Lines taken from a collection
◇ ◇ ◇

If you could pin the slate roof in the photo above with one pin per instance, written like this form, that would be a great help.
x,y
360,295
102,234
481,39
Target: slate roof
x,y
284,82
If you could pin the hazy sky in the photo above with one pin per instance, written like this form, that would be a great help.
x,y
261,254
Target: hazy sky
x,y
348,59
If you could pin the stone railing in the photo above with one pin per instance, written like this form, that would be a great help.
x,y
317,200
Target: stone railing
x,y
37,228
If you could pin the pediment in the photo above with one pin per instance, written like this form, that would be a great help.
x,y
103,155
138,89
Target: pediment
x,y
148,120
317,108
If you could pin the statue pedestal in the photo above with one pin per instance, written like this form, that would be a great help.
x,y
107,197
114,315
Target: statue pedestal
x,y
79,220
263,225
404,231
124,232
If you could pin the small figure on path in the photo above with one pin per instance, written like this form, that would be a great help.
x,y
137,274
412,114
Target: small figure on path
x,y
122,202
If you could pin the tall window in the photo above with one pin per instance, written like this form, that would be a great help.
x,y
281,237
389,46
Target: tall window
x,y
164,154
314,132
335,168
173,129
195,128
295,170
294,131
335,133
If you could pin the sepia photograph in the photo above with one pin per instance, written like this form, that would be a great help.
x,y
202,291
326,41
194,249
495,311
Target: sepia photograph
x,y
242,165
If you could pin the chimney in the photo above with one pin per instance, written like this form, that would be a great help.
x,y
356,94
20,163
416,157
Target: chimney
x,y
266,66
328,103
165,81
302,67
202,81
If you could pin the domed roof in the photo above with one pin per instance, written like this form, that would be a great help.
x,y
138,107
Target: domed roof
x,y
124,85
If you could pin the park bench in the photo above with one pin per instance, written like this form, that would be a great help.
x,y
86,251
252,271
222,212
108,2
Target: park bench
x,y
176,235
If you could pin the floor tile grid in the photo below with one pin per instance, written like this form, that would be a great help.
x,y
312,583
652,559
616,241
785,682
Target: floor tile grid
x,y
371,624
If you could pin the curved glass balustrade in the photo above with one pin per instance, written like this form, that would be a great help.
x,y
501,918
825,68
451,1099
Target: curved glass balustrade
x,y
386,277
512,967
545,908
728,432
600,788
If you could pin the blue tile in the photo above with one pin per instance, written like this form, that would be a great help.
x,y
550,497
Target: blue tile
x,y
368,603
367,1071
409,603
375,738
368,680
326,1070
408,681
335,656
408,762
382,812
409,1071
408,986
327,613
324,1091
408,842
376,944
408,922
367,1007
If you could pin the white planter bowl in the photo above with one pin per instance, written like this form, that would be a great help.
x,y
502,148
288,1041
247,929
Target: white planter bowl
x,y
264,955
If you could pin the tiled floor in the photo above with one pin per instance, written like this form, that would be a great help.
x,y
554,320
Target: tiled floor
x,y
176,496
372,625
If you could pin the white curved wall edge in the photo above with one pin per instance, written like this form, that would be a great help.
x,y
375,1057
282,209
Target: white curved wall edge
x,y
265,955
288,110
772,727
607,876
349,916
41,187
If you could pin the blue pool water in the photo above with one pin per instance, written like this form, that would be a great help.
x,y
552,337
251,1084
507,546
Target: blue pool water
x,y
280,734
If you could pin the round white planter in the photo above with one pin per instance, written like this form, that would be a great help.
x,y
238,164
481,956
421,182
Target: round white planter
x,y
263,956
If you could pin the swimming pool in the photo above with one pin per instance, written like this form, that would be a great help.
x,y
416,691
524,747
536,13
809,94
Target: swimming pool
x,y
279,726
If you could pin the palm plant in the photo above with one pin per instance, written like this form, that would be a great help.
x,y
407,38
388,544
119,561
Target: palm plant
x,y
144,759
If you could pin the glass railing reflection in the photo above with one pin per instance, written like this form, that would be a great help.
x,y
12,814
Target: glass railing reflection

◇ ◇ ◇

WORK REQUIRED – Arrange the lines above as a numbered list, from the line that contains "If you could pin the round" through the final line, both included. Leave out any blank lines.

OUTPUT FOR THIS TASK –
1. If you could pin the round white planter in the photo above with one pin per instance, written like this form, that would be a great help.
2. x,y
3. 238,164
4. 481,956
5. 421,182
6. Target: round white planter
7. x,y
8. 263,956
9. If you could pin the swimming pool in the photo above with one pin per instance, written like this form, that would be a great help.
10. x,y
11. 416,691
12. 524,747
13. 536,13
14. 809,94
15. Target: swimming pool
16. x,y
17. 279,726
18. If you could pin the palm plant in the photo above with one pin per instance, written like this form, that would be a great help.
19. x,y
20. 407,38
21. 388,544
22. 119,561
23. Target: palm plant
24. x,y
25. 144,759
26. If you could pin the glass railing reflection in the photo above with one pin per instance, written like this form, that would be a great help.
27. x,y
28. 12,814
29. Target: glass railing reflection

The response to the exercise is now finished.